(Records from a collection)
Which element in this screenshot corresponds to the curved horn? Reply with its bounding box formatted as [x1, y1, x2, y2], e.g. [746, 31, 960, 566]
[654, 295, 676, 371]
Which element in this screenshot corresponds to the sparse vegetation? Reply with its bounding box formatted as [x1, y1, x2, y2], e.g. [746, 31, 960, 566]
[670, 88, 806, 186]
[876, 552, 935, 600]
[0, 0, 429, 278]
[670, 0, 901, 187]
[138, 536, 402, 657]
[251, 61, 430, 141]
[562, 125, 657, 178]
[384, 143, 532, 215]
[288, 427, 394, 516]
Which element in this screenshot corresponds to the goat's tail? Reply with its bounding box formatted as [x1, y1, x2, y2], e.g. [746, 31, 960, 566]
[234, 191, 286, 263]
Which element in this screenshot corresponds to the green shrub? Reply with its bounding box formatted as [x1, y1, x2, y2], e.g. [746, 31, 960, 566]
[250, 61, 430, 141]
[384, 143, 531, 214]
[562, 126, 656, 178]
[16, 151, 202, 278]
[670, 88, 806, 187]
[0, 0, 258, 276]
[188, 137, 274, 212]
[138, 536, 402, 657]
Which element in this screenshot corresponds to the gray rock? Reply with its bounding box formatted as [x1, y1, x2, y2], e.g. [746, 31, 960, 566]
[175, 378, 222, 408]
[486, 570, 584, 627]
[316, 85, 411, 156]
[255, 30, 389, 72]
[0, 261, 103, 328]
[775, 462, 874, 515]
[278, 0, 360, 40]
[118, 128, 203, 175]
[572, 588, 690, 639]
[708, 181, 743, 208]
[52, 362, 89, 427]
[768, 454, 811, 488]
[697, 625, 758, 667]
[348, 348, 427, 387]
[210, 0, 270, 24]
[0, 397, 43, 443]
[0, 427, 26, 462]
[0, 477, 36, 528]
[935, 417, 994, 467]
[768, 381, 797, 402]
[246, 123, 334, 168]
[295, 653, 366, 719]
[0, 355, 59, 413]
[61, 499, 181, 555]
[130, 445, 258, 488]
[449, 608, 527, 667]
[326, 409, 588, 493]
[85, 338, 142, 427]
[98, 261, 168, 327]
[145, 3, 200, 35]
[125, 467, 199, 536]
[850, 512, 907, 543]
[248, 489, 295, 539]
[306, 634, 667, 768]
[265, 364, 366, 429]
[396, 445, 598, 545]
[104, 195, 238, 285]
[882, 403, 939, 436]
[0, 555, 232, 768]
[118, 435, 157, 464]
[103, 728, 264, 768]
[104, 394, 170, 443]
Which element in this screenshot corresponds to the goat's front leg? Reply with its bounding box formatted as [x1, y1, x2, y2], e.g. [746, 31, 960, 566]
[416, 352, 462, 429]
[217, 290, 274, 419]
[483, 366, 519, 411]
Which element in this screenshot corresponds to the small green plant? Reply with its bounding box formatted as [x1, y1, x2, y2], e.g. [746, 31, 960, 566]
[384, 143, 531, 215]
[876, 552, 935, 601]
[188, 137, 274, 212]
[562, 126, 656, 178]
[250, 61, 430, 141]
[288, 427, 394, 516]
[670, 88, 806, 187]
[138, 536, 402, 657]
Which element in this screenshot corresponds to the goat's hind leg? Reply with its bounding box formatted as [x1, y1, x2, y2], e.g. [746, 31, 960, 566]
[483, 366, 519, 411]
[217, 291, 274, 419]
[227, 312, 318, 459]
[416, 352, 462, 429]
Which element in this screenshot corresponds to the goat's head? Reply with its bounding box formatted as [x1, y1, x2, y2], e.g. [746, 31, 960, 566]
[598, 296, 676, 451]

• **Written exercise**
Your task is to output all of the data above word for word.

• **Complete answer**
Which element in this screenshot corresponds to the curved horn? Reply with its bounding box formatted as [x1, y1, x2, y2], e.g. [746, 31, 960, 566]
[654, 295, 676, 371]
Which element in this screenshot corresponds to the sparse vegetation? Reply with its bounding box formatted as [x1, y1, x2, y2], e.g. [746, 31, 960, 566]
[670, 88, 806, 186]
[876, 552, 935, 600]
[0, 0, 429, 278]
[670, 0, 901, 187]
[138, 536, 402, 657]
[251, 61, 430, 141]
[562, 125, 657, 178]
[384, 143, 532, 215]
[288, 427, 394, 516]
Which element in this screenshot corresponds to the goat's tail? Reply with its bounding box formatted as [x1, y1, x2, y2], e.g. [746, 31, 960, 566]
[234, 191, 286, 263]
Which element in this screenshot corresponds to the green shrub? Reply with its bounding box formatted as [x1, y1, x2, y2], e.g. [746, 31, 960, 566]
[250, 61, 430, 141]
[384, 143, 531, 214]
[562, 126, 656, 178]
[16, 151, 202, 278]
[670, 88, 806, 187]
[0, 0, 258, 276]
[188, 137, 274, 212]
[138, 536, 402, 657]
Which element in this screenshot corresponds to the gray rock? Reply with its bounding box formatted as [x1, y1, x2, y2], e.g. [746, 31, 960, 566]
[175, 378, 222, 408]
[486, 570, 584, 627]
[316, 85, 411, 156]
[255, 30, 389, 72]
[0, 261, 103, 328]
[775, 462, 874, 515]
[278, 0, 360, 40]
[118, 128, 203, 175]
[572, 588, 690, 639]
[708, 181, 743, 208]
[52, 362, 89, 427]
[768, 454, 811, 488]
[697, 625, 758, 667]
[348, 348, 427, 387]
[210, 0, 270, 24]
[0, 397, 43, 443]
[0, 427, 26, 462]
[0, 477, 36, 528]
[935, 417, 994, 467]
[768, 381, 797, 402]
[246, 123, 334, 168]
[295, 653, 366, 719]
[0, 355, 59, 413]
[61, 499, 181, 555]
[130, 445, 258, 488]
[449, 608, 527, 667]
[326, 409, 588, 493]
[85, 338, 142, 427]
[98, 261, 168, 327]
[145, 3, 200, 35]
[125, 467, 199, 536]
[850, 512, 907, 543]
[248, 489, 295, 539]
[306, 634, 667, 768]
[265, 364, 366, 429]
[396, 445, 598, 545]
[104, 195, 238, 285]
[882, 403, 939, 436]
[0, 555, 232, 768]
[118, 435, 157, 464]
[103, 728, 264, 768]
[104, 394, 170, 443]
Which element in this screenshot corresponds to the goat's front leg? Reply with its bounding box formatted as [x1, y1, x2, y2], e.g. [746, 31, 960, 566]
[416, 352, 462, 429]
[217, 290, 274, 419]
[483, 366, 519, 411]
Which element in this screenshot corresponds to the small green plant? Reply with its bounding box formatted as [x1, y1, x2, y2], e.g. [746, 31, 960, 566]
[384, 143, 531, 215]
[876, 552, 935, 601]
[188, 137, 274, 212]
[562, 126, 656, 178]
[250, 61, 430, 141]
[288, 427, 394, 516]
[670, 88, 806, 187]
[138, 536, 402, 657]
Which element in this screenshot corresponds to the goat's hind leg? Reply with its bounding box formatted as [x1, y1, x2, y2], e.g. [746, 31, 960, 566]
[483, 366, 519, 411]
[217, 291, 274, 419]
[227, 312, 318, 459]
[416, 352, 462, 429]
Which element in this screenshot corresponds to the goat's head? Reply with its bounding box formatted as [x1, y1, x2, y2], e.g. [746, 31, 960, 566]
[598, 296, 676, 451]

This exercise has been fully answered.